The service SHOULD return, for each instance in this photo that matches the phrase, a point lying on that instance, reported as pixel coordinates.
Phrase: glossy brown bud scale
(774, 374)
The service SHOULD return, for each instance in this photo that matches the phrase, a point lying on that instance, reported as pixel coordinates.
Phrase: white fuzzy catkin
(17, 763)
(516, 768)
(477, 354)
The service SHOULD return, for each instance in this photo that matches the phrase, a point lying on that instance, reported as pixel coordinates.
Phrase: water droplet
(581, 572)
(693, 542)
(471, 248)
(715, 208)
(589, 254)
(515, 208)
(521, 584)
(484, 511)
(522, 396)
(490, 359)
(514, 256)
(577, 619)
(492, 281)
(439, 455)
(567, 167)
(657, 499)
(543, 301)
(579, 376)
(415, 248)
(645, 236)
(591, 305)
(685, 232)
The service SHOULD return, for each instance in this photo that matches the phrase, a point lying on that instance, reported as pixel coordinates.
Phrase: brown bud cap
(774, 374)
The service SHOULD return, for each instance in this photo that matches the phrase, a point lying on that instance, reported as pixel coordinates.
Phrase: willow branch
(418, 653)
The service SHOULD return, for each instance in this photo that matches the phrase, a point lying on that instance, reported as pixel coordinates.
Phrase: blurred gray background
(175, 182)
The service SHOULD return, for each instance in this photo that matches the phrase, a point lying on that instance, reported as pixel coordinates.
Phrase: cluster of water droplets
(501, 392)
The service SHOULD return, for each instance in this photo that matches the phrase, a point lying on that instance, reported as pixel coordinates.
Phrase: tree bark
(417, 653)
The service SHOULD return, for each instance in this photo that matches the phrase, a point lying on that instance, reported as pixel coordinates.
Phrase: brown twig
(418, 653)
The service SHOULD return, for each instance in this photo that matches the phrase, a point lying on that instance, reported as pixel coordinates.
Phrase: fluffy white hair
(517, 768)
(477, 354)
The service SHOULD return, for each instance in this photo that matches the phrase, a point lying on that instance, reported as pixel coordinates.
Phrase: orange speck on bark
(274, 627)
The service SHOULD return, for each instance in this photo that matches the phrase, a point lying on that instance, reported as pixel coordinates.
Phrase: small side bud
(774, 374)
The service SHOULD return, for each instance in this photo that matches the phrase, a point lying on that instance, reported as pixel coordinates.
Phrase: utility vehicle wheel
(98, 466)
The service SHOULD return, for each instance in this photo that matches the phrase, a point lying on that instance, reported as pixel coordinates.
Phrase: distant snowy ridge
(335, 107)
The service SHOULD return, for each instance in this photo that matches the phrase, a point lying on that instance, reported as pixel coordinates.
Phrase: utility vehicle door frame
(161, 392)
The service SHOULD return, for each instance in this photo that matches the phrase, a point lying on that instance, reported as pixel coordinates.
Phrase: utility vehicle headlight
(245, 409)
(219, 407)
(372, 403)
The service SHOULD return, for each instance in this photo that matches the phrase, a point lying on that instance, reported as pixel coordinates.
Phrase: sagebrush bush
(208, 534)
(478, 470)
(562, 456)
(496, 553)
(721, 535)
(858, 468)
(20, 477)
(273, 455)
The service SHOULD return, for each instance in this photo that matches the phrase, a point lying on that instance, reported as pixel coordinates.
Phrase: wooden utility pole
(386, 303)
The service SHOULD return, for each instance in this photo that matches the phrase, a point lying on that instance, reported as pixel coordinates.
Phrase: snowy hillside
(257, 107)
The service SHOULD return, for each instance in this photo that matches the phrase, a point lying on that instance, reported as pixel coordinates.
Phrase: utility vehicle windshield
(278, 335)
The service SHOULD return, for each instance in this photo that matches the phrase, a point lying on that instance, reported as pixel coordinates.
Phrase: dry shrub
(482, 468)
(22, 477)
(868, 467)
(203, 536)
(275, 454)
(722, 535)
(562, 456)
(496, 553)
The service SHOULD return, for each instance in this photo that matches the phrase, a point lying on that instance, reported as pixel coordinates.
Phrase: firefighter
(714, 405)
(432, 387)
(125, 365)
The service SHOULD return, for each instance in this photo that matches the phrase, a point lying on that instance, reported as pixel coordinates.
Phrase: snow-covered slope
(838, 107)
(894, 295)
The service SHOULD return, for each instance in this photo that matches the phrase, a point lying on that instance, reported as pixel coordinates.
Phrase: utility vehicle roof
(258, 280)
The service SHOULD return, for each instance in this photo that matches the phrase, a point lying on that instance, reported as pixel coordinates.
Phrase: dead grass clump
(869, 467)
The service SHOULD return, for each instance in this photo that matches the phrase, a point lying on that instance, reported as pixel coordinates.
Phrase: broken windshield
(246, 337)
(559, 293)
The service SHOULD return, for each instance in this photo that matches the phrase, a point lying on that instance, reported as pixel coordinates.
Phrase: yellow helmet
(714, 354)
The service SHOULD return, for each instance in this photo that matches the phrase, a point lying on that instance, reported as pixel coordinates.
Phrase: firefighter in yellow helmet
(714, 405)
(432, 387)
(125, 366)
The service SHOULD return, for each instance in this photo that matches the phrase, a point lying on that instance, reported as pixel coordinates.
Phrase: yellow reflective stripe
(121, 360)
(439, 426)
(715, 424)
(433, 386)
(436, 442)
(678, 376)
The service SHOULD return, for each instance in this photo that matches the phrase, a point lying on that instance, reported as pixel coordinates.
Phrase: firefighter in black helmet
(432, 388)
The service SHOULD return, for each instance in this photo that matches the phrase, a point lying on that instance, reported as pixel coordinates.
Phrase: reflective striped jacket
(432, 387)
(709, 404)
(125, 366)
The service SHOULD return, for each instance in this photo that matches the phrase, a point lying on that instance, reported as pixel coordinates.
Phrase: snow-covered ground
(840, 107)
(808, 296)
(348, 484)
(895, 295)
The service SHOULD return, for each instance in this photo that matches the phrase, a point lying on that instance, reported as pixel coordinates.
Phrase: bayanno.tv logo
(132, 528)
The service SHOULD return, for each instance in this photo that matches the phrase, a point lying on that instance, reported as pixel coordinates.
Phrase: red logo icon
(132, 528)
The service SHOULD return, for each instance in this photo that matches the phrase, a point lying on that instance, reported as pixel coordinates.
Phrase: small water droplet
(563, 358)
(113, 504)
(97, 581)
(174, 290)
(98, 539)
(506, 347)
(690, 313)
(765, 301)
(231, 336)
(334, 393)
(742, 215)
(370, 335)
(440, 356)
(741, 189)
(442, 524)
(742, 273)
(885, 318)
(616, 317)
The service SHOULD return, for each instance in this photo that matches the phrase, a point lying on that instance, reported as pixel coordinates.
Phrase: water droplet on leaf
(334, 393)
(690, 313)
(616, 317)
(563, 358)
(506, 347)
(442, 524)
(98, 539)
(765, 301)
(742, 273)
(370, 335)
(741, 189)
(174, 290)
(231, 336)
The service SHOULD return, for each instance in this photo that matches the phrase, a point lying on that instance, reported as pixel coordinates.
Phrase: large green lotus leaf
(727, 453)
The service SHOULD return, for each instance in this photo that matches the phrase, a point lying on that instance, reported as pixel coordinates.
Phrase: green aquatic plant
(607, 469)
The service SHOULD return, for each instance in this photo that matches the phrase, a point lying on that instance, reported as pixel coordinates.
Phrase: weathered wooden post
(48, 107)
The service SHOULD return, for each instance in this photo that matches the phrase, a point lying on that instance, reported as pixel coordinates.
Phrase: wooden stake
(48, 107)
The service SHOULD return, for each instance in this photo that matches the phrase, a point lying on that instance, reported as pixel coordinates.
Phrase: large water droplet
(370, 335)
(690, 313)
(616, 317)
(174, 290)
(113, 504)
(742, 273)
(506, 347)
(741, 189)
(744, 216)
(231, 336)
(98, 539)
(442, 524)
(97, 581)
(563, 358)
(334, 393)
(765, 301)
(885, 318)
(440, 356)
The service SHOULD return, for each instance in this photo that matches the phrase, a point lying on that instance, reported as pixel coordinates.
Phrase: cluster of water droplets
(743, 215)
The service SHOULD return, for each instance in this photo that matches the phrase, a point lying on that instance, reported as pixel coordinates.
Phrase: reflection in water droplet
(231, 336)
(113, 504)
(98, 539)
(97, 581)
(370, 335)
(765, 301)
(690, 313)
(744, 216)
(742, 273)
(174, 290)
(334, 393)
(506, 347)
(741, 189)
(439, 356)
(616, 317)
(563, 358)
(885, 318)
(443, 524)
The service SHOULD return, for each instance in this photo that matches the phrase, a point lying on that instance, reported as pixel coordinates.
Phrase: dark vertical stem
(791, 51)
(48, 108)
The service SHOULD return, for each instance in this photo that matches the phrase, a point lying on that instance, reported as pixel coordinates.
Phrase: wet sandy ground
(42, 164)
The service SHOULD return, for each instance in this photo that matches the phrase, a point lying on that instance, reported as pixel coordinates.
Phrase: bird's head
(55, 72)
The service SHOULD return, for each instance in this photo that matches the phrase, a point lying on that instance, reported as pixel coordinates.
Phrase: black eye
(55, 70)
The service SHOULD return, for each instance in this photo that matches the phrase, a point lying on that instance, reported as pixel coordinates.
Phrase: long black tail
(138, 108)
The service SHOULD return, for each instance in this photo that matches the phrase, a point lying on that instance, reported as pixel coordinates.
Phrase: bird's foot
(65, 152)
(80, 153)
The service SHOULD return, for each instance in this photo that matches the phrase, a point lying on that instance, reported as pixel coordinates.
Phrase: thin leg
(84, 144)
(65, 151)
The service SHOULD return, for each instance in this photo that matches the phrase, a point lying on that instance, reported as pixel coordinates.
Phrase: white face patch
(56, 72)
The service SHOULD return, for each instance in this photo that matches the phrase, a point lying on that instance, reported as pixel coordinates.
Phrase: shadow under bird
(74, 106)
________________________________________
Take the line that holds "Phrase: thin leg" as the first and the last line of the material as the final one. Print that span exactly, both ends included.

* [Response to the exercise]:
Phrase: thin leg
(84, 144)
(65, 151)
The service SHOULD return, for each instance in this photo that matches the phrase, a point lying on that instance, reported as pixel coordinates.
Phrase: white face patch
(56, 72)
The service SHOULD return, for each instance in this photo that matches the phrase, a point lying on that instance, reported as pixel coordinates.
Phrase: shadow under bird
(74, 106)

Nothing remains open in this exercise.